Stored data:
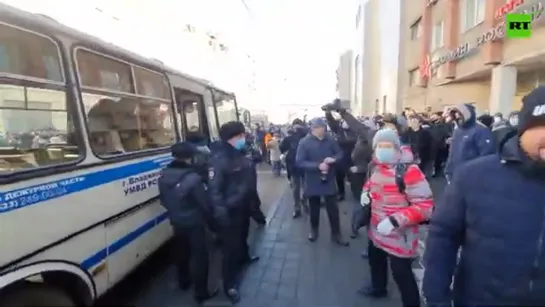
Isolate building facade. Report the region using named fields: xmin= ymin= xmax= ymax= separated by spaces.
xmin=336 ymin=50 xmax=353 ymax=100
xmin=399 ymin=0 xmax=545 ymax=114
xmin=352 ymin=0 xmax=402 ymax=115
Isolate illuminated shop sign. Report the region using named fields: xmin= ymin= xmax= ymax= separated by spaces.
xmin=494 ymin=0 xmax=524 ymax=19
xmin=421 ymin=0 xmax=545 ymax=78
xmin=426 ymin=0 xmax=438 ymax=7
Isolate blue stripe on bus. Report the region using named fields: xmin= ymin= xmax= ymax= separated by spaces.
xmin=0 ymin=155 xmax=172 ymax=214
xmin=81 ymin=212 xmax=167 ymax=270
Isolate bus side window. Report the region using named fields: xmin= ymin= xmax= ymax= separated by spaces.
xmin=175 ymin=89 xmax=211 ymax=140
xmin=76 ymin=49 xmax=176 ymax=157
xmin=0 ymin=24 xmax=84 ymax=175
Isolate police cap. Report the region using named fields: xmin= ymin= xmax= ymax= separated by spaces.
xmin=220 ymin=121 xmax=246 ymax=141
xmin=170 ymin=142 xmax=198 ymax=159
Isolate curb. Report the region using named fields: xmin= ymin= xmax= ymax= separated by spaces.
xmin=266 ymin=185 xmax=290 ymax=227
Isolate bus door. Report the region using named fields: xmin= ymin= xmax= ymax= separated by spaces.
xmin=174 ymin=88 xmax=216 ymax=142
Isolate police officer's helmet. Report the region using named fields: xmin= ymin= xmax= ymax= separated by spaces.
xmin=170 ymin=142 xmax=199 ymax=160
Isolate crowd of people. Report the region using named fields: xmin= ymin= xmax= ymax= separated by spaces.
xmin=155 ymin=87 xmax=545 ymax=306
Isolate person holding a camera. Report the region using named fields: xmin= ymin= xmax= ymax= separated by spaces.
xmin=295 ymin=118 xmax=348 ymax=246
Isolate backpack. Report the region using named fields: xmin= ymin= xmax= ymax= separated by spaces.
xmin=367 ymin=163 xmax=430 ymax=225
xmin=395 ymin=164 xmax=430 ymax=225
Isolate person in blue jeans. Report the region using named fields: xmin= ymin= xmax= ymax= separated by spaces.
xmin=267 ymin=132 xmax=282 ymax=177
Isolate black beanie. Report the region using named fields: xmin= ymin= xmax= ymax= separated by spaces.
xmin=220 ymin=121 xmax=246 ymax=141
xmin=518 ymin=85 xmax=545 ymax=135
xmin=170 ymin=142 xmax=198 ymax=160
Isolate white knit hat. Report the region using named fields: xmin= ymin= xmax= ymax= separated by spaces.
xmin=373 ymin=128 xmax=401 ymax=148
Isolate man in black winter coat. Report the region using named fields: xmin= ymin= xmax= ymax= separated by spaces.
xmin=159 ymin=142 xmax=218 ymax=303
xmin=322 ymin=99 xmax=375 ymax=243
xmin=423 ymin=86 xmax=545 ymax=307
xmin=401 ymin=116 xmax=433 ymax=174
xmin=280 ymin=118 xmax=308 ymax=218
xmin=429 ymin=112 xmax=453 ymax=177
xmin=325 ymin=111 xmax=357 ymax=201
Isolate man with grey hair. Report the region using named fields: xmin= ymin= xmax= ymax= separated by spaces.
xmin=295 ymin=118 xmax=348 ymax=246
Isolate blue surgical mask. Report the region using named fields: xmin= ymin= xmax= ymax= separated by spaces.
xmin=375 ymin=148 xmax=398 ymax=164
xmin=233 ymin=138 xmax=246 ymax=150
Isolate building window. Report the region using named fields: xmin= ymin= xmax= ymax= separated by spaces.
xmin=354 ymin=54 xmax=363 ymax=105
xmin=410 ymin=19 xmax=422 ymax=40
xmin=431 ymin=21 xmax=445 ymax=51
xmin=430 ymin=52 xmax=441 ymax=79
xmin=409 ymin=68 xmax=420 ymax=87
xmin=356 ymin=5 xmax=361 ymax=28
xmin=460 ymin=0 xmax=486 ymax=32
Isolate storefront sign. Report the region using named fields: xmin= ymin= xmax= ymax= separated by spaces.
xmin=421 ymin=0 xmax=545 ymax=78
xmin=426 ymin=0 xmax=438 ymax=7
xmin=494 ymin=0 xmax=524 ymax=19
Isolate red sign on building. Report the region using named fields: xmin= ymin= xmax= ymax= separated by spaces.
xmin=494 ymin=0 xmax=524 ymax=19
xmin=418 ymin=55 xmax=431 ymax=83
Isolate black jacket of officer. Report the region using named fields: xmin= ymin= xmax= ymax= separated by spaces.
xmin=159 ymin=142 xmax=217 ymax=303
xmin=280 ymin=118 xmax=308 ymax=176
xmin=159 ymin=142 xmax=212 ymax=227
xmin=208 ymin=122 xmax=257 ymax=215
xmin=208 ymin=122 xmax=257 ymax=302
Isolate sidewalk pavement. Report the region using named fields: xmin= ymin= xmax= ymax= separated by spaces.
xmin=235 ymin=190 xmax=400 ymax=307
xmin=129 ymin=165 xmax=288 ymax=307
xmin=127 ymin=172 xmax=440 ymax=307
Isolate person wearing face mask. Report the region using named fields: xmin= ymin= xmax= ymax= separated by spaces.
xmin=325 ymin=111 xmax=357 ymax=201
xmin=280 ymin=118 xmax=308 ymax=218
xmin=492 ymin=112 xmax=507 ymax=129
xmin=423 ymin=86 xmax=545 ymax=306
xmin=358 ymin=128 xmax=433 ymax=307
xmin=492 ymin=112 xmax=518 ymax=150
xmin=401 ymin=116 xmax=432 ymax=174
xmin=208 ymin=121 xmax=259 ymax=302
xmin=295 ymin=118 xmax=349 ymax=246
xmin=158 ymin=142 xmax=218 ymax=303
xmin=430 ymin=112 xmax=451 ymax=177
xmin=445 ymin=103 xmax=496 ymax=182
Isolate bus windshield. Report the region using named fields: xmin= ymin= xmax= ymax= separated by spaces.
xmin=213 ymin=91 xmax=238 ymax=126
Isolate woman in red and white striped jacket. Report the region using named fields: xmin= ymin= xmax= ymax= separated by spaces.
xmin=360 ymin=128 xmax=433 ymax=306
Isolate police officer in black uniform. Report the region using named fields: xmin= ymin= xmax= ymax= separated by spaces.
xmin=208 ymin=121 xmax=259 ymax=303
xmin=159 ymin=142 xmax=218 ymax=303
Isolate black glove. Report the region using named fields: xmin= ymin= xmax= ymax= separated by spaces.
xmin=322 ymin=99 xmax=346 ymax=112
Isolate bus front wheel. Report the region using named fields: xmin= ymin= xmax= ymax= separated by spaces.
xmin=2 ymin=284 xmax=76 ymax=307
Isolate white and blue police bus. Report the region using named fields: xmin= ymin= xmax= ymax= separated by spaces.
xmin=0 ymin=4 xmax=238 ymax=307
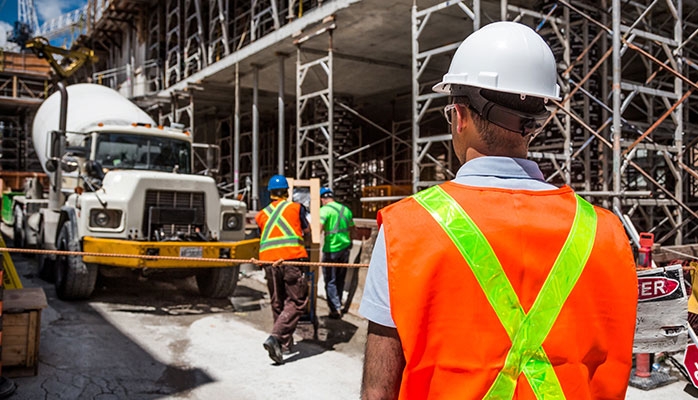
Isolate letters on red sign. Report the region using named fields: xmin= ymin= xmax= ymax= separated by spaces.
xmin=637 ymin=277 xmax=679 ymax=301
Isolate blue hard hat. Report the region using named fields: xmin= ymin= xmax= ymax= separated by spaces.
xmin=267 ymin=175 xmax=288 ymax=191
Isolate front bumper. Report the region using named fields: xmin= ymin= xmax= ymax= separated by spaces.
xmin=82 ymin=236 xmax=259 ymax=268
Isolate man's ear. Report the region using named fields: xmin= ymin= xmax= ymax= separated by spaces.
xmin=454 ymin=104 xmax=473 ymax=133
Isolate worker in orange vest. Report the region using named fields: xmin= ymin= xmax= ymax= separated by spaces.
xmin=255 ymin=175 xmax=310 ymax=364
xmin=359 ymin=22 xmax=637 ymax=400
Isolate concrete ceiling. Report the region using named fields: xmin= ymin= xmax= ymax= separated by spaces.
xmin=169 ymin=0 xmax=490 ymax=109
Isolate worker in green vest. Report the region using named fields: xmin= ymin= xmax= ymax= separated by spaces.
xmin=320 ymin=187 xmax=354 ymax=319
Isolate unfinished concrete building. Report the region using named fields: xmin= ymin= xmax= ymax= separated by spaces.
xmin=44 ymin=0 xmax=698 ymax=250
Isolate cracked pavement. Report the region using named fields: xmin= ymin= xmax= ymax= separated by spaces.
xmin=5 ymin=254 xmax=366 ymax=400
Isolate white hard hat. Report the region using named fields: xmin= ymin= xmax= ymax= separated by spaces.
xmin=432 ymin=21 xmax=560 ymax=100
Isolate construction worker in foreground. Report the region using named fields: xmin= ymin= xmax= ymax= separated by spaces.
xmin=359 ymin=22 xmax=637 ymax=400
xmin=255 ymin=175 xmax=310 ymax=364
xmin=320 ymin=187 xmax=354 ymax=319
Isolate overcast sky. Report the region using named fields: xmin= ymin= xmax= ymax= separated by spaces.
xmin=0 ymin=0 xmax=87 ymax=31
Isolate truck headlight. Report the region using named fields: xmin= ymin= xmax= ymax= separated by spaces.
xmin=90 ymin=209 xmax=121 ymax=229
xmin=223 ymin=213 xmax=242 ymax=231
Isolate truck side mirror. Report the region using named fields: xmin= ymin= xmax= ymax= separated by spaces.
xmin=61 ymin=155 xmax=80 ymax=173
xmin=85 ymin=160 xmax=104 ymax=180
xmin=45 ymin=158 xmax=58 ymax=172
xmin=65 ymin=146 xmax=88 ymax=158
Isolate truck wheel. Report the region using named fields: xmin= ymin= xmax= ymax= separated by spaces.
xmin=12 ymin=205 xmax=27 ymax=249
xmin=56 ymin=221 xmax=98 ymax=300
xmin=196 ymin=265 xmax=240 ymax=299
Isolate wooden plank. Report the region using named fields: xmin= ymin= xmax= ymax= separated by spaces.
xmin=3 ymin=288 xmax=48 ymax=315
xmin=2 ymin=344 xmax=29 ymax=367
xmin=2 ymin=313 xmax=29 ymax=329
xmin=2 ymin=324 xmax=27 ymax=338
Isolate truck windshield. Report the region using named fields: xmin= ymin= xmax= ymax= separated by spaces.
xmin=95 ymin=133 xmax=191 ymax=174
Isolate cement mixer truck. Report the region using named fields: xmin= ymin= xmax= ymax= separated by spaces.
xmin=14 ymin=84 xmax=259 ymax=299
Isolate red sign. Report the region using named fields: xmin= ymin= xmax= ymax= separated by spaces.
xmin=683 ymin=343 xmax=698 ymax=388
xmin=637 ymin=276 xmax=679 ymax=301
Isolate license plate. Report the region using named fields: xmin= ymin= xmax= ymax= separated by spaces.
xmin=179 ymin=247 xmax=204 ymax=258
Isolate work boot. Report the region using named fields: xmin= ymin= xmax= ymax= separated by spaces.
xmin=263 ymin=336 xmax=284 ymax=364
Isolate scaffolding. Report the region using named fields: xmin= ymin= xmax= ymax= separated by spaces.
xmin=72 ymin=0 xmax=698 ymax=244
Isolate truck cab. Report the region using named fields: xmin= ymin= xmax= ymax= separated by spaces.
xmin=25 ymin=84 xmax=259 ymax=299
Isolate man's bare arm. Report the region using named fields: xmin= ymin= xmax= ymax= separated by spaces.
xmin=361 ymin=321 xmax=405 ymax=400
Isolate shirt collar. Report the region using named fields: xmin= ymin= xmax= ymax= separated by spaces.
xmin=456 ymin=156 xmax=545 ymax=181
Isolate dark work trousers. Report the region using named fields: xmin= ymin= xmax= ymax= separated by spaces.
xmin=264 ymin=258 xmax=308 ymax=347
xmin=322 ymin=247 xmax=351 ymax=314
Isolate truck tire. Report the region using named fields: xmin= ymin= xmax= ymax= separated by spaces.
xmin=55 ymin=221 xmax=98 ymax=300
xmin=196 ymin=265 xmax=240 ymax=299
xmin=12 ymin=205 xmax=27 ymax=249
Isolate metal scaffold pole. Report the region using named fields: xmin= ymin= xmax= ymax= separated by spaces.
xmin=611 ymin=0 xmax=622 ymax=210
xmin=251 ymin=66 xmax=259 ymax=211
xmin=233 ymin=64 xmax=240 ymax=194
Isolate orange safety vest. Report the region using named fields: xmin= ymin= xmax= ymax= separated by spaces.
xmin=255 ymin=200 xmax=308 ymax=261
xmin=378 ymin=182 xmax=637 ymax=399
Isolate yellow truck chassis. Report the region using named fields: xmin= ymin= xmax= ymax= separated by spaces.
xmin=82 ymin=236 xmax=259 ymax=268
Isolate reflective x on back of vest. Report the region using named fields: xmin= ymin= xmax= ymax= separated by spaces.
xmin=259 ymin=201 xmax=303 ymax=252
xmin=325 ymin=201 xmax=349 ymax=235
xmin=414 ymin=186 xmax=596 ymax=399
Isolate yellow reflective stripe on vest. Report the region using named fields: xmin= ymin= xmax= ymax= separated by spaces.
xmin=414 ymin=186 xmax=596 ymax=399
xmin=259 ymin=201 xmax=303 ymax=251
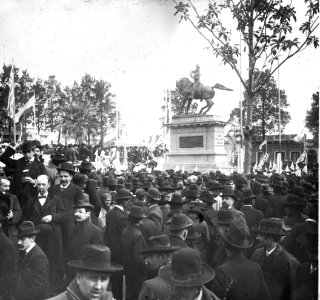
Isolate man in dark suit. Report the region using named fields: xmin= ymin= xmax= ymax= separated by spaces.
xmin=0 ymin=141 xmax=46 ymax=209
xmin=164 ymin=213 xmax=193 ymax=248
xmin=0 ymin=177 xmax=22 ymax=245
xmin=212 ymin=220 xmax=271 ymax=300
xmin=25 ymin=175 xmax=66 ymax=288
xmin=49 ymin=162 xmax=83 ymax=255
xmin=68 ymin=196 xmax=103 ymax=283
xmin=106 ymin=189 xmax=132 ymax=299
xmin=240 ymin=189 xmax=263 ymax=229
xmin=0 ymin=202 xmax=17 ymax=300
xmin=251 ymin=218 xmax=299 ymax=300
xmin=121 ymin=205 xmax=147 ymax=299
xmin=139 ymin=235 xmax=178 ymax=300
xmin=15 ymin=221 xmax=49 ymax=300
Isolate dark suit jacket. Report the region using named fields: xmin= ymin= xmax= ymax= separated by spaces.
xmin=282 ymin=221 xmax=318 ymax=263
xmin=295 ymin=262 xmax=318 ymax=300
xmin=0 ymin=228 xmax=17 ymax=299
xmin=251 ymin=244 xmax=299 ymax=300
xmin=0 ymin=147 xmax=46 ymax=207
xmin=26 ymin=192 xmax=66 ymax=267
xmin=212 ymin=254 xmax=271 ymax=300
xmin=240 ymin=206 xmax=263 ymax=231
xmin=15 ymin=245 xmax=49 ymax=300
xmin=106 ymin=207 xmax=128 ymax=264
xmin=121 ymin=224 xmax=145 ymax=299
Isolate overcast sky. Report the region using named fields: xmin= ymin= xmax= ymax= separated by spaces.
xmin=0 ymin=0 xmax=319 ymax=141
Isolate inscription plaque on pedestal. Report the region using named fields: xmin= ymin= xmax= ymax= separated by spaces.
xmin=179 ymin=135 xmax=203 ymax=148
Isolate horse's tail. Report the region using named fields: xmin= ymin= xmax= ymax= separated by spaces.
xmin=213 ymin=83 xmax=233 ymax=91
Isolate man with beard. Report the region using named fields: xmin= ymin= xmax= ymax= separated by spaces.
xmin=0 ymin=141 xmax=46 ymax=209
xmin=49 ymin=162 xmax=84 ymax=254
xmin=0 ymin=177 xmax=22 ymax=245
xmin=139 ymin=235 xmax=178 ymax=300
xmin=15 ymin=221 xmax=49 ymax=300
xmin=68 ymin=197 xmax=103 ymax=281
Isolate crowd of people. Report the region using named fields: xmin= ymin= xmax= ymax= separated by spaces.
xmin=0 ymin=140 xmax=318 ymax=300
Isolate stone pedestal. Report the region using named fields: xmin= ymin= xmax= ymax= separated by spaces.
xmin=164 ymin=114 xmax=228 ymax=172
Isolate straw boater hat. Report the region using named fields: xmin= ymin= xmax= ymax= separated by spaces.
xmin=16 ymin=221 xmax=40 ymax=238
xmin=73 ymin=197 xmax=94 ymax=210
xmin=219 ymin=219 xmax=253 ymax=249
xmin=68 ymin=245 xmax=123 ymax=273
xmin=57 ymin=162 xmax=76 ymax=175
xmin=20 ymin=141 xmax=36 ymax=153
xmin=140 ymin=234 xmax=179 ymax=256
xmin=160 ymin=248 xmax=215 ymax=287
xmin=164 ymin=213 xmax=193 ymax=231
xmin=199 ymin=191 xmax=217 ymax=203
xmin=251 ymin=218 xmax=288 ymax=236
xmin=146 ymin=188 xmax=161 ymax=201
xmin=115 ymin=189 xmax=132 ymax=201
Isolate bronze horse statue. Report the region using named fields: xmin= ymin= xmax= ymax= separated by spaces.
xmin=176 ymin=78 xmax=232 ymax=114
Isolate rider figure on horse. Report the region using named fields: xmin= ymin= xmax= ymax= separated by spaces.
xmin=189 ymin=64 xmax=201 ymax=99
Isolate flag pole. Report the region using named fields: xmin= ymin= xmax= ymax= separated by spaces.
xmin=33 ymin=91 xmax=39 ymax=135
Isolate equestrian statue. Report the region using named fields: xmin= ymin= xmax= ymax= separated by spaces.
xmin=176 ymin=65 xmax=232 ymax=114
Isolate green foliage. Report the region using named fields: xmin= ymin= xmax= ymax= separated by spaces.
xmin=173 ymin=0 xmax=319 ymax=174
xmin=306 ymin=92 xmax=319 ymax=145
xmin=229 ymin=70 xmax=291 ymax=141
xmin=0 ymin=65 xmax=115 ymax=143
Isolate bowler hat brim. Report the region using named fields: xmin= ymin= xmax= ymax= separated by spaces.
xmin=160 ymin=262 xmax=215 ymax=287
xmin=68 ymin=259 xmax=123 ymax=273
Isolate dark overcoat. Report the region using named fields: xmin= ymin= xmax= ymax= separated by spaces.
xmin=251 ymin=244 xmax=299 ymax=300
xmin=15 ymin=245 xmax=49 ymax=300
xmin=0 ymin=228 xmax=17 ymax=299
xmin=0 ymin=147 xmax=46 ymax=209
xmin=49 ymin=182 xmax=84 ymax=254
xmin=26 ymin=192 xmax=66 ymax=278
xmin=121 ymin=224 xmax=145 ymax=299
xmin=212 ymin=254 xmax=271 ymax=300
xmin=295 ymin=262 xmax=318 ymax=300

Your task: Which lines in the data above contain the string "with"? Pick out each of them and copy it.

Full response:
Isolate man with grey hair. Report the region using named fields: xmin= ymin= xmax= ymax= separated by spaces.
Isolate man with beard. Report the region using named fields: xmin= ymin= xmax= ymax= separated by spaces.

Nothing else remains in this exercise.